Before we get into the more in-depth questions, we need to clarify exactly what an HMO is.
HMO stands for “House of Multiple Occupancy”, these houses or flats are let to three or more people from at least two different households.
- Why should you invest in HMO’s?
- What opportunities do they provide?
- What type of tenant should I serve with my HMO?
In an HMO, they will share a kitchen, living space (known as a common area) and potentially a bathroom/toilet. HMO’s aren’t usually in existing purpose build apartment blocks, instead investors will convert houses and other large buildings to suit HMO regulations. HMO’s do have more regulations and standards to meet compared to non-HMO settings. However, this should not be off-putting as HMO’s can be great investments. Do bear in mind that each local authority has different rules about HMOs in their area, therefore you’ll need to consult with the local authority during the whole process.
Why should you invest in HMO’s?
There are many advantages to investing in HMO’s over other property investment types.
The first obvious reason is the shortage of housing in the UK and the rising cost of accommodation. It is much harder to get on the property ladder, there are more people finding themselves in increasingly difficult financial situations and so more and more people are turning to rental accommodation. HMO’s are a way to provide people with that affordable accommodation they are after and the number of people looking for this accommodation is continuing to grow.
A well run HMO can provide the investor with more money than if they invested in several single lets instead.
What opportunities do they provide?
Most investors will also be looking for investments that cause them as little hassle as possible. Although HMO’s on the face of it sounds like more work, they can in fact be less hassle. This is because all of your tenants are grouped together and if there are any problems you don’t need to go to several addresses in order to solve any problems.
Having fewer locations to worry about also comes with less risk. Each property you invest in if you invest in non-HMO type rental agreements are usually rented out to one or two people. If they decide to leave, 100% of your income from that one property disappears.
If you instead invest in HMO’s, you minimise that risk because an HMO will traditionally have three or more people in it, usually from different households. If one of them leaves, you’re only losing a fraction of your income compared to 100%.
What type of tenant should I serve with my HMO?
Although you have the legal bit to consider too, you also need to choose wisely when choosing tenants for HMOs. Depending on where your HMO is, it’s best to research the local area.
- Are there large hospitals, office blocks, a university?
- Is it close to a train station that commuters would use to travel to the city?
If there is, you could contact the local university and ask them for a university accommodation list, or to be considered as one of their recommended landlords.
Make sure you advertise at the correct time for students! They will be looking for accommodation early in the new year ready for the next academic year (ready to move in for July/August). For other professionals, make sure to advertise all year round!
You can also contact local letting agents and begin to build a relationship with them, to see what they offer and to find out what most people who are renting are looking for.
There are different ways to find the right tenants and it’s all about building a relationship with the surrounding area.
Of course, whilst doing your own research and seeking out the ideal tenant, you also need to be advertising to make sure the ideal tenant can find you. Your HMO may do a great job of selling itself! Make sure you put “To Let” signs outside of your HMOs, and that you advertise them on gumtree.com and websites such as spareroom.co.uk.

===============

* _ASSIGNMENT_: Repeat the passage on investing in HMOs word for word, starting at "Most investors will" and ending at "solve any problems.".

===============

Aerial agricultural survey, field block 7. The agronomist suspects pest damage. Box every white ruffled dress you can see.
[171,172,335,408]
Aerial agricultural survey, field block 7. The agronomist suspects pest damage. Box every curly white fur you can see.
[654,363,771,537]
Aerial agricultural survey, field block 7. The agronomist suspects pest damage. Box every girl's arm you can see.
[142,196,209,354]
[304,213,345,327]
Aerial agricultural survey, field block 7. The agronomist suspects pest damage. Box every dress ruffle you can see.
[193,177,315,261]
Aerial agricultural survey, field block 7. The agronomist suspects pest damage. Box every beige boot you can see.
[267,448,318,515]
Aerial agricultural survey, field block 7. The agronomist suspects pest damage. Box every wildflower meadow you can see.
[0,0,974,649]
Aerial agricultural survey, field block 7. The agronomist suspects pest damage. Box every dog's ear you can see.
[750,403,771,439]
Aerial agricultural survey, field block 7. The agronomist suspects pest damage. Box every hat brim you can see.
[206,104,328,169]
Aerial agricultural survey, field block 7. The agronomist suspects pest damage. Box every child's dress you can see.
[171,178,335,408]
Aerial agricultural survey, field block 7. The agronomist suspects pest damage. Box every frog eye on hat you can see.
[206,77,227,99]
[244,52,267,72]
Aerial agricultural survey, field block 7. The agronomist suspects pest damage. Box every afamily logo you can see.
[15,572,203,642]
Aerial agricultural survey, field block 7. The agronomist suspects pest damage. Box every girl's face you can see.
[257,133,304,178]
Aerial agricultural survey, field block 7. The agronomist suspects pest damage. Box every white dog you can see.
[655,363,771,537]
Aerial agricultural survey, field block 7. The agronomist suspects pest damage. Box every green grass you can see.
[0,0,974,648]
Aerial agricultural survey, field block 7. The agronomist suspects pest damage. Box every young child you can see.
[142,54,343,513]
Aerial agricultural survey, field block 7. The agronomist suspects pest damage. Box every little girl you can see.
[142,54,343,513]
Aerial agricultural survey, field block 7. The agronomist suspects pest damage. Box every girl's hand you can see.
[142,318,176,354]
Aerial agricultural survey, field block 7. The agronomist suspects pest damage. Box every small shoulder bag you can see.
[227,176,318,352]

===============

* _SOLUTION FOR THIS PROBLEM_:
Most investors will also be looking for investments that cause them as little hassle as possible. Although HMO’s on the face of it sounds like more work, they can in fact be less hassle. This is because all of your tenants are grouped together and if there are any problems you don’t need to go to several addresses in order to solve any problems.